> [DIRECTIONS FOR THIS TASK]: Pictures are not part of the copy; reproduce the remaining data exactly.

> [MATERIAL SHOWN]:
------------------------------------------------------------------------

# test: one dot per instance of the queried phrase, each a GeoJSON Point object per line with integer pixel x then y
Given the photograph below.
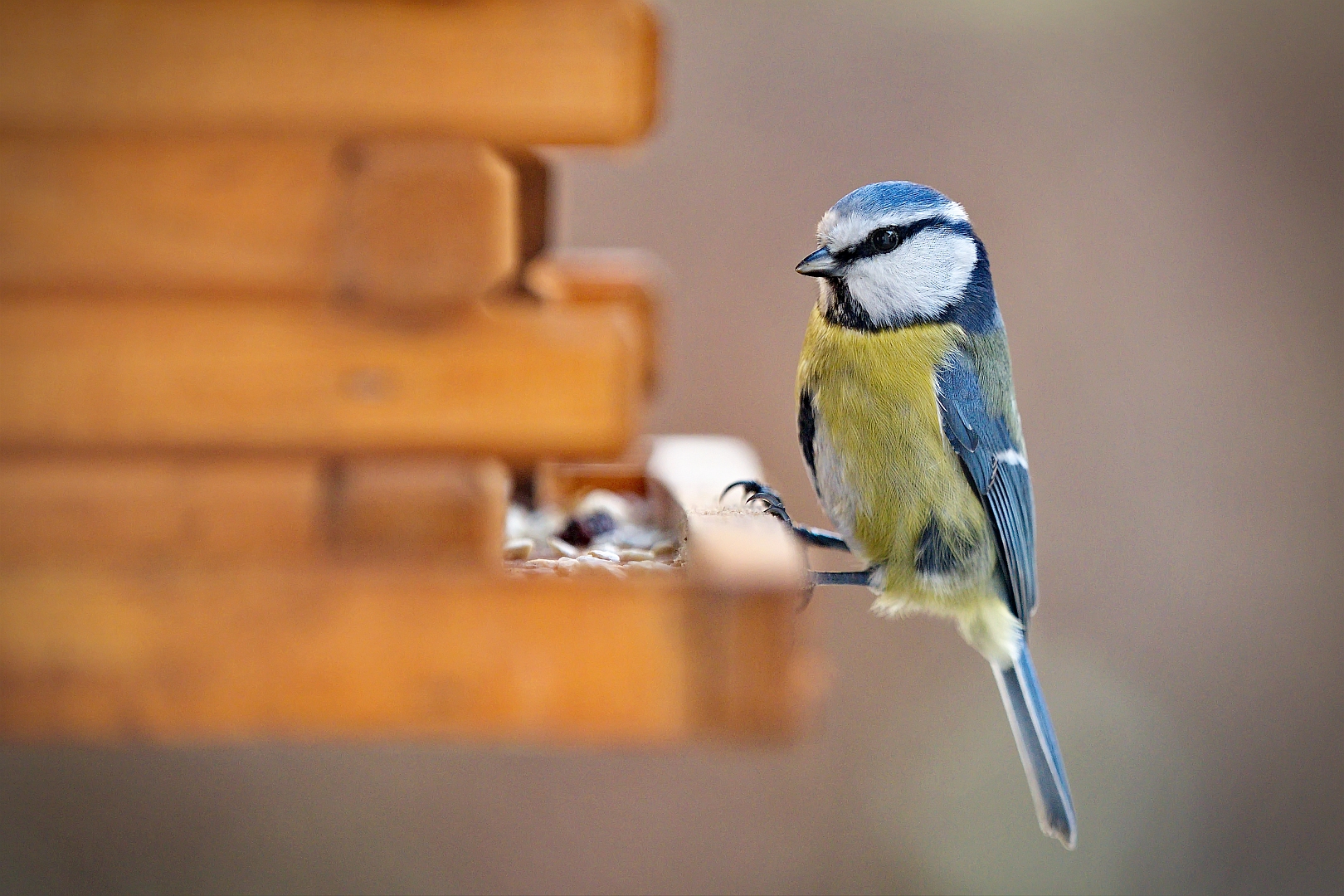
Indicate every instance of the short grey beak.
{"type": "Point", "coordinates": [819, 264]}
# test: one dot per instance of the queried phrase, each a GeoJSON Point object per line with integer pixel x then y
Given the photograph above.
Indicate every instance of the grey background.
{"type": "Point", "coordinates": [1160, 192]}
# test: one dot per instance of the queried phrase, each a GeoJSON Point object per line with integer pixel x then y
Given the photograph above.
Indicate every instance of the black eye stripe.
{"type": "Point", "coordinates": [869, 246]}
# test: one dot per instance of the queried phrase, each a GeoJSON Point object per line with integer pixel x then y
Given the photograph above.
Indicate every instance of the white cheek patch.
{"type": "Point", "coordinates": [917, 280]}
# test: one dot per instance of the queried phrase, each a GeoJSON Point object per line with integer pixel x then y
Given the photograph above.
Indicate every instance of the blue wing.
{"type": "Point", "coordinates": [997, 470]}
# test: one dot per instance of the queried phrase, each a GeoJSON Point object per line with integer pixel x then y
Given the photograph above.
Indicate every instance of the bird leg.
{"type": "Point", "coordinates": [758, 492]}
{"type": "Point", "coordinates": [858, 577]}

------------------------------------------------------------------------

> [TASK SOLUTION]:
# test: one dot per instance of the queried phrase, each a GeoJSON Point object per line with integer pixel x then y
Given the photograph below.
Indicate every instance of the short grey beak.
{"type": "Point", "coordinates": [819, 264]}
# test: one dot per instance of the queried phrase, each a GeoJSON Point object per line with integer pixel x then y
Given the photograph above.
Indicate every instance of the grey background.
{"type": "Point", "coordinates": [1160, 192]}
# test: one dot per instance of the queried phrase, each a GeoJSON Point object per line with integer pixel x then y
Given the photograph above.
Indicate every instance of the black eye stripe.
{"type": "Point", "coordinates": [869, 246]}
# test: one dot per instance of the queried phrase, each a GeoJSON Point object per line with integer pixel x then y
Given the photograph above.
Indicate every instance of the white cheek patch.
{"type": "Point", "coordinates": [917, 280]}
# test: one dot per instance of the queried phrase, each a GeoJSON Point object per line with integer pixel x then y
Given the photograph above.
Indicate every instance of the blue wing.
{"type": "Point", "coordinates": [997, 470]}
# test: one dot per instance of the queried phrase, each a GeoJSON Point object per line with integer pixel x then y
Given the photograph above.
Indicate every instance of the bird leg.
{"type": "Point", "coordinates": [758, 492]}
{"type": "Point", "coordinates": [858, 577]}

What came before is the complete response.